## DATA PROVIDED
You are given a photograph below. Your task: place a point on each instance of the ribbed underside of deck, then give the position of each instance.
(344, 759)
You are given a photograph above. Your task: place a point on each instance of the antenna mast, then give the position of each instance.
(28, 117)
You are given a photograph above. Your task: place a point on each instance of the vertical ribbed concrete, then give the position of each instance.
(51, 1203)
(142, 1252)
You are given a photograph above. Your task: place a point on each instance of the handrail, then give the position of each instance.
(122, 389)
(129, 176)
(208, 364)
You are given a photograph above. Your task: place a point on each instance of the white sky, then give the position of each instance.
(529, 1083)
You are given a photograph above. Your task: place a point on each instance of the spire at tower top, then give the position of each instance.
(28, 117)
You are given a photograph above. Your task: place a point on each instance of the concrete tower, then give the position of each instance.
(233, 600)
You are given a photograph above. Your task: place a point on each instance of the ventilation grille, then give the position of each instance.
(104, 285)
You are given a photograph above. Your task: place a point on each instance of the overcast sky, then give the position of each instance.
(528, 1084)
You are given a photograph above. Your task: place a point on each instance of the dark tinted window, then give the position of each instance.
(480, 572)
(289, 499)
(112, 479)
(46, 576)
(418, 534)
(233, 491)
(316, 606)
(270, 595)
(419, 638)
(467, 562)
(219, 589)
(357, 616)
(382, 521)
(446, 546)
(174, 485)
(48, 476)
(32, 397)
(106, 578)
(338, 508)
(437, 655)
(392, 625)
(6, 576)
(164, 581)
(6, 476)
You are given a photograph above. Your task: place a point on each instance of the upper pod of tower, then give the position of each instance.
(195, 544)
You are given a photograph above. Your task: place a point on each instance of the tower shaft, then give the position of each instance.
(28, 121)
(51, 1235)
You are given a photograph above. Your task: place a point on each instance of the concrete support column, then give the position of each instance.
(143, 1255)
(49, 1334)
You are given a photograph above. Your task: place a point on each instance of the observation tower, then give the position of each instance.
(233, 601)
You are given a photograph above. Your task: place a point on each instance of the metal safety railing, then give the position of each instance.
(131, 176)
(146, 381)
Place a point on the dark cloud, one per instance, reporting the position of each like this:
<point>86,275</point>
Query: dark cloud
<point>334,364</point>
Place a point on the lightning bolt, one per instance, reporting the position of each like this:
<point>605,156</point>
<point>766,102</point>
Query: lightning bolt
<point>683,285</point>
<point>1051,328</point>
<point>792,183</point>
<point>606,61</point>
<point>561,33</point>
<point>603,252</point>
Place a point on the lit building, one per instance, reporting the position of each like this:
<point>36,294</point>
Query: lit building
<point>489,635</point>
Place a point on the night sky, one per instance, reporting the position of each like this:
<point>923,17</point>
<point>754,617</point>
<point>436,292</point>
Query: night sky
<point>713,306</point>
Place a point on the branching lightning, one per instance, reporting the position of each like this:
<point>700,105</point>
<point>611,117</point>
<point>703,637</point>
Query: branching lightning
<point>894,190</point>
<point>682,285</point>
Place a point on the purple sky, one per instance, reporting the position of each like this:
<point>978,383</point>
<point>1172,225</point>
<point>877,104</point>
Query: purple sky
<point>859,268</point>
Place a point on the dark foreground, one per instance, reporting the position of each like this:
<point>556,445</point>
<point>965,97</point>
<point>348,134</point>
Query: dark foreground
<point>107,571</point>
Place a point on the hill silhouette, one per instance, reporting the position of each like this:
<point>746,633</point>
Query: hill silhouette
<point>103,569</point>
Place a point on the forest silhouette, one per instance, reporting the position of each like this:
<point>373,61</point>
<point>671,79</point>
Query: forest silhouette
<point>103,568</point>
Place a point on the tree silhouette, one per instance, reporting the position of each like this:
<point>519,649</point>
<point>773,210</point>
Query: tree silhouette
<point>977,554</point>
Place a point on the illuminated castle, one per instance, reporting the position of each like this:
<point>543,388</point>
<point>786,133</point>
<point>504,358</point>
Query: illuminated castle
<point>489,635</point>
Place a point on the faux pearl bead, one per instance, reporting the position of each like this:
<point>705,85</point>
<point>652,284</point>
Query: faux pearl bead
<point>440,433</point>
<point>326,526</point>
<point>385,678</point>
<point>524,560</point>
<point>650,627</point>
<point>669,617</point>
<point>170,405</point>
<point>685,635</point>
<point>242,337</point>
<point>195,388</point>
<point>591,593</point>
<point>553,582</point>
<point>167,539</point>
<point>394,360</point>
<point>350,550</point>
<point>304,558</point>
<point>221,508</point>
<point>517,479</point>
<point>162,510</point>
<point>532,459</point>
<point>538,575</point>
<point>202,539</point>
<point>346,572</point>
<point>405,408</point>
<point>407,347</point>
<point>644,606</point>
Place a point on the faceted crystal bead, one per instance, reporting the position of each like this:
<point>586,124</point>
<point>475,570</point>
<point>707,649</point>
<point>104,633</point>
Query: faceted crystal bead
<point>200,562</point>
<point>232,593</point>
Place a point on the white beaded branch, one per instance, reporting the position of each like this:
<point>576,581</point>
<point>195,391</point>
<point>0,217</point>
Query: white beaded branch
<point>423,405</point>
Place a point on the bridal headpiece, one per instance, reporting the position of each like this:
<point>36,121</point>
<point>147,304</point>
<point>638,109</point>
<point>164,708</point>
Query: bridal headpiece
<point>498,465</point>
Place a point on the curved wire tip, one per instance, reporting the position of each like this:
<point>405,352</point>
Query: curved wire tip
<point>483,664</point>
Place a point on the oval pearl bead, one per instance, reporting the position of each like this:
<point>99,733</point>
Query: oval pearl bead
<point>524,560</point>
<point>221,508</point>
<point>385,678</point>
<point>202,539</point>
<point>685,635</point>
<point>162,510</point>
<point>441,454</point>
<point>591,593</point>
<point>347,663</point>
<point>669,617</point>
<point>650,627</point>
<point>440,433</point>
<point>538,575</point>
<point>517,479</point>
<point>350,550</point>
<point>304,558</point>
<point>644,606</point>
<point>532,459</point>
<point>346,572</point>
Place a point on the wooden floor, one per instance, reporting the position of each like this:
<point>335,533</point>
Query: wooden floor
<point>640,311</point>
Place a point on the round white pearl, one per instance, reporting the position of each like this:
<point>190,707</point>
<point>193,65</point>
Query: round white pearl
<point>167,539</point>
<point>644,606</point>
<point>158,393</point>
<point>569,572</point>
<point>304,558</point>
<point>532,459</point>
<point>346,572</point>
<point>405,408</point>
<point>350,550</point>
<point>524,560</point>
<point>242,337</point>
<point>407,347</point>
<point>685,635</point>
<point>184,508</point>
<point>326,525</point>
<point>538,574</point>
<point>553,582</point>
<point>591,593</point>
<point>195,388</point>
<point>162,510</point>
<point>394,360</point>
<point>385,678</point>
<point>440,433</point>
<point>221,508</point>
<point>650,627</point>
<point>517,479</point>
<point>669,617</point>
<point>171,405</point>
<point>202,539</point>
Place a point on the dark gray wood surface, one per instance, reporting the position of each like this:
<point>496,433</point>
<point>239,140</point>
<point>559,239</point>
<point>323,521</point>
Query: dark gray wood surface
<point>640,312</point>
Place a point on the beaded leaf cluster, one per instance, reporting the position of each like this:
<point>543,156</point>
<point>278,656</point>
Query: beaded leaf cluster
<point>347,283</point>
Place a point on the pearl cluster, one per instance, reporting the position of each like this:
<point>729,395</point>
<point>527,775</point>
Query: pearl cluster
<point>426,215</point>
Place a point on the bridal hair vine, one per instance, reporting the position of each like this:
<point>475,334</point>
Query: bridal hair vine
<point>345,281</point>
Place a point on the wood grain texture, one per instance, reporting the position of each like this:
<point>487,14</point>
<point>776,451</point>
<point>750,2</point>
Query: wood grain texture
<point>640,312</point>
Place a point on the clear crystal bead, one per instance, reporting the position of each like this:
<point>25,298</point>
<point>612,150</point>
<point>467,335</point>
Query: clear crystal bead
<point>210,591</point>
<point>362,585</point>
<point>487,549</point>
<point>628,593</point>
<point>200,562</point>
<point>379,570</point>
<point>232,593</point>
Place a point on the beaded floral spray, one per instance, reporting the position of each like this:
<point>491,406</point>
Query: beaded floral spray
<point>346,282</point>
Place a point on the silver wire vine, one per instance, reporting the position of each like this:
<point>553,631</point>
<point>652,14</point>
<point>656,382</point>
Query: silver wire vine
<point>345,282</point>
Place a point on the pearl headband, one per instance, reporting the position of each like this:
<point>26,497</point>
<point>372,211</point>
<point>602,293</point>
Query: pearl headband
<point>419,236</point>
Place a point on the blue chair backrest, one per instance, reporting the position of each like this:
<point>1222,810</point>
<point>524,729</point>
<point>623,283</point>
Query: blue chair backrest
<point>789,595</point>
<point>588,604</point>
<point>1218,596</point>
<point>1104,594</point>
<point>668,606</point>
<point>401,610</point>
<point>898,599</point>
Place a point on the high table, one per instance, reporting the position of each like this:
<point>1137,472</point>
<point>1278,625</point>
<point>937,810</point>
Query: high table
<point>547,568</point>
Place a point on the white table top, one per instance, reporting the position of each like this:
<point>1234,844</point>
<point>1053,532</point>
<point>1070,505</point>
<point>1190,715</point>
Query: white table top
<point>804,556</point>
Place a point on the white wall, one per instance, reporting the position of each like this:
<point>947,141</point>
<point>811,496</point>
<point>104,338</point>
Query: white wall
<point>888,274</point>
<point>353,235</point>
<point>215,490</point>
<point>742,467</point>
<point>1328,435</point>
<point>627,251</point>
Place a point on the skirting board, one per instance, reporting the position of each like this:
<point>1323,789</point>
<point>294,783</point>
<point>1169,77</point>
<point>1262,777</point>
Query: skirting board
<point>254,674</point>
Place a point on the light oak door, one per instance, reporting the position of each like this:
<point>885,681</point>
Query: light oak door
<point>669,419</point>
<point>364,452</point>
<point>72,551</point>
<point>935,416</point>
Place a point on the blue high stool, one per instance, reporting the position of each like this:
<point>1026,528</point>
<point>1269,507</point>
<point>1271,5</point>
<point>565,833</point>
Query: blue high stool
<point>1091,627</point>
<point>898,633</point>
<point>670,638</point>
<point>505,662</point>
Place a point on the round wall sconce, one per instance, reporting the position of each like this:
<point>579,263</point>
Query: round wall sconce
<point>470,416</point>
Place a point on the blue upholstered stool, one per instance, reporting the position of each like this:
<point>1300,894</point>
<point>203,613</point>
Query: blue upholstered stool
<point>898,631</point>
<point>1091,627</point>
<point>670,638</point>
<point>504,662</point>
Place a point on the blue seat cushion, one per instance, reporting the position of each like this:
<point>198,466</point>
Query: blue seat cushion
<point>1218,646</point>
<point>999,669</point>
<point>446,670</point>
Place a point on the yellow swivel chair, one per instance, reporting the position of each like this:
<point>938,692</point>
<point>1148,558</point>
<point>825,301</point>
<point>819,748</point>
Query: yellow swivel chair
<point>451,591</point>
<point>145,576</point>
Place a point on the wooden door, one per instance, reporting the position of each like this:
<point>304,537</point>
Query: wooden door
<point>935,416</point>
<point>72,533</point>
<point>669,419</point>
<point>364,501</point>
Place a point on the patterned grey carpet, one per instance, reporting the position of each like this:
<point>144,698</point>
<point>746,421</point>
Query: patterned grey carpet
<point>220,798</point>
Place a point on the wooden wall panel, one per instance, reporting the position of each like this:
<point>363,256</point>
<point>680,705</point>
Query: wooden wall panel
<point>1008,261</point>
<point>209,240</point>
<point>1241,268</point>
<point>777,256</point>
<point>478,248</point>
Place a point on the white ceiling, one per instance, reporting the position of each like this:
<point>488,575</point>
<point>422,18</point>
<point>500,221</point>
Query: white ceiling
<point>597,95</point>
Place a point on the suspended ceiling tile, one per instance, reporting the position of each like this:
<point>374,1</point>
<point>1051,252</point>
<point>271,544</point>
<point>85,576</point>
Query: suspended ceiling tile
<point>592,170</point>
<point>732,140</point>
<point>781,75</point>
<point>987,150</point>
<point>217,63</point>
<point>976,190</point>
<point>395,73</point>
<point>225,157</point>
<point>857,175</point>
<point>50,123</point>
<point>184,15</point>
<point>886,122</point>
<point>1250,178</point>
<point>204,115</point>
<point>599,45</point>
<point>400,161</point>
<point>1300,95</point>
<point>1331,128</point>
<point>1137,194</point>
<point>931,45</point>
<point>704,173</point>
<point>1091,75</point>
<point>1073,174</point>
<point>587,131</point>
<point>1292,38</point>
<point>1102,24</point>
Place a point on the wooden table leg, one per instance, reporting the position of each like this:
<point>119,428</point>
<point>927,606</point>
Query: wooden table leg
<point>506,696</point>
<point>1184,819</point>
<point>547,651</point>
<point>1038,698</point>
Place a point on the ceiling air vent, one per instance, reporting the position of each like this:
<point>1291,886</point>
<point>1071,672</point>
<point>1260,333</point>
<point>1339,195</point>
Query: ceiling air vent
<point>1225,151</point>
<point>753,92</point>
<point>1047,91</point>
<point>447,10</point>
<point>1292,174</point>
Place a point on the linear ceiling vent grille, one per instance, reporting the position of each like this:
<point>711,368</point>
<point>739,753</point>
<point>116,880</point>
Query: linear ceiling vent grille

## SET PROBLEM
From the line holding "Place a point on the ceiling" through the last line above, reproduce each line exactly and add nothing.

## ANSWER FOR THE TASK
Place a point on the ceiling air vent, one per instance, reporting the position of each like this:
<point>1291,886</point>
<point>1071,672</point>
<point>1260,333</point>
<point>1339,195</point>
Query: ceiling air vent
<point>1225,151</point>
<point>753,92</point>
<point>1047,91</point>
<point>447,10</point>
<point>1292,174</point>
Place a point on the linear ceiling vent grille, one per instance, reporting the position of each like this:
<point>711,368</point>
<point>739,753</point>
<point>116,880</point>
Query: linear ceiling vent grille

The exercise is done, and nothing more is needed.